-- Records supplied --
%%

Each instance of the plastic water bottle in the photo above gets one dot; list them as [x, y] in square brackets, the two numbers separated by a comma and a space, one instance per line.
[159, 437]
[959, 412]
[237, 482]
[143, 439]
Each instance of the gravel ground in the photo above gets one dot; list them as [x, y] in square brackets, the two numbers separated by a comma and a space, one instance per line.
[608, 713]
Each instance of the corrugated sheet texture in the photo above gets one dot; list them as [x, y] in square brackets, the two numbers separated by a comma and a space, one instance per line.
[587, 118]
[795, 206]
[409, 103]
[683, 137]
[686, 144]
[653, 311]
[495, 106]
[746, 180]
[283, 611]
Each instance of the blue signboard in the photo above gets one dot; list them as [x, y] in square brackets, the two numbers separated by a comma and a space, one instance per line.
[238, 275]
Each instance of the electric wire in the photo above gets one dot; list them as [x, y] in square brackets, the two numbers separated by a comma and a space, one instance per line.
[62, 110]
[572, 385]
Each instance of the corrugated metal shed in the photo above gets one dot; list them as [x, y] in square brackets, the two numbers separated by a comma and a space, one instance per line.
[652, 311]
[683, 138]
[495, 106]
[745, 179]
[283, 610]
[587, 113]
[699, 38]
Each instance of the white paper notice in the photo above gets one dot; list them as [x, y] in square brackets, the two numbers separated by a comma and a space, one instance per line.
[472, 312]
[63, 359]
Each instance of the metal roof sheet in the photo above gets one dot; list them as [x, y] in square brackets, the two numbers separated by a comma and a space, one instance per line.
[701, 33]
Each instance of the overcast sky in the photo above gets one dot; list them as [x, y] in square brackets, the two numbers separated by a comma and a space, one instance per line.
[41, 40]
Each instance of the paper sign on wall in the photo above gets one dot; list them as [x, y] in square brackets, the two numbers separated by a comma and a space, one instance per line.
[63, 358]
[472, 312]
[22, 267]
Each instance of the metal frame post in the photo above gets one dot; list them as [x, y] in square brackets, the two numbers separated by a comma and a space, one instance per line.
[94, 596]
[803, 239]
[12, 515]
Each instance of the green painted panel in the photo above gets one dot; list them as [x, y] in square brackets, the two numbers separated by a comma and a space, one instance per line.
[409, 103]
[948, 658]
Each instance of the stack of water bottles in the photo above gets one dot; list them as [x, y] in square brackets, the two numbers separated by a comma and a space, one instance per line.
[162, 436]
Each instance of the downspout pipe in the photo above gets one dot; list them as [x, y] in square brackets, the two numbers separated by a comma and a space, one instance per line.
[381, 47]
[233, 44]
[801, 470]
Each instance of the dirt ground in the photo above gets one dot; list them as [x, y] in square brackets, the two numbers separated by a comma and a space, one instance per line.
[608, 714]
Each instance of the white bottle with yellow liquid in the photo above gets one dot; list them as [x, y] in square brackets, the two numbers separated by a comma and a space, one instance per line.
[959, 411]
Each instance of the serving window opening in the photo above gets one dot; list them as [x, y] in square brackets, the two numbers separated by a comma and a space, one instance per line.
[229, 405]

%%

-- Aim of the task --
Write down the full listing again, exactly.

-- Response box --
Each instance of the plastic water bottle in the photo above gets one dot; list them as [x, y] in square brackets, the two numbers separated by a comma and a space, one instance per line.
[159, 437]
[959, 412]
[237, 482]
[143, 439]
Each instance of the gravel ground in the photo above gets one dot; list them as [x, y] in square brackets, the two numbers separated by a comma and a space, one instance per line.
[608, 713]
Each instance of the corrugated sheet texture in the photo above gets one dot; list them as [x, y] in square brackets, the two numbers separated by a comma and a space, one instance per line.
[587, 118]
[795, 206]
[409, 103]
[683, 137]
[686, 144]
[653, 311]
[495, 106]
[746, 180]
[283, 611]
Each instance of the blue signboard in the photo above gets one dot; list them as [x, y] in square brackets, the two numbers separated by a comma and a space, one instance per line.
[238, 275]
Each instance of the electric wire in the photo above gets one dot; list them as [x, y] in square brackets, the two numbers separated by a comma and a space, one instance per line.
[62, 110]
[572, 385]
Each instance of the corrugated metal shed in the photo above gets one dot; list them as [x, y] in square brackets, the two numbers separated by a comma and a space, one instance per line.
[652, 311]
[683, 138]
[495, 106]
[745, 179]
[283, 610]
[587, 113]
[699, 38]
Each instance of the white paper notice in the photo above gets one dot; list them as [x, y] in square brackets, the two numbers separated by a comma and a space, one instance per line.
[472, 312]
[63, 359]
Each instance of the metal roof sheet in the photo above gets one dot; list them as [x, y] in square brackets, the two numbers separated by a comma and a space, one instance per line.
[701, 33]
Each instance of the overcast sky in the photo above gets one dot; list them as [x, y] in square brackets, the two numbers separated by a comma and a space, one instance per line.
[41, 40]
Each instance of the paper sign on wall in the photo above gets one dot; list them as [x, y] in square brackets, the two numbers separated by a comma and a space, one instance per line.
[63, 358]
[472, 312]
[22, 267]
Each instance of the metal frame post in the photo above gets one dot; list them as [x, y] in square brackets, the two numbers separated by a comma and a space, one instance per line.
[94, 596]
[803, 239]
[12, 515]
Each instance of the green painted panel in the photo above gets one dot; list them as [x, y] in square brackets, the two numbers separated by a comma and a space, one instance per line.
[409, 103]
[948, 658]
Each instance of the stack of water bottles in the photo above gets one dot; list them as [x, y] in square brackets, the two numbers separated by a comma and a space, one instance per line.
[162, 436]
Each instance of the downspout pipe in the photo above gets one dot; list them as [x, y] in square brackets, the two numbers separated by a comma and a space, one instance per line.
[381, 47]
[233, 44]
[801, 470]
Each instance of the dirt ground in the photo above gets one dot; list them as [x, y] in square brackets, the two numbers separated by a comma and a space, one instance per line.
[608, 714]
Each instance of the white bottle with yellow liquid in the photo above gets one dot; list them as [x, y] in square brackets, the two numbers separated by a comma and a space, one instance per line.
[959, 411]
Each instance of the serving window opening in the photo above gets one dot; list them as [x, y] in square brackets, the two numbers separated by a comma and a space, one instance per line.
[229, 405]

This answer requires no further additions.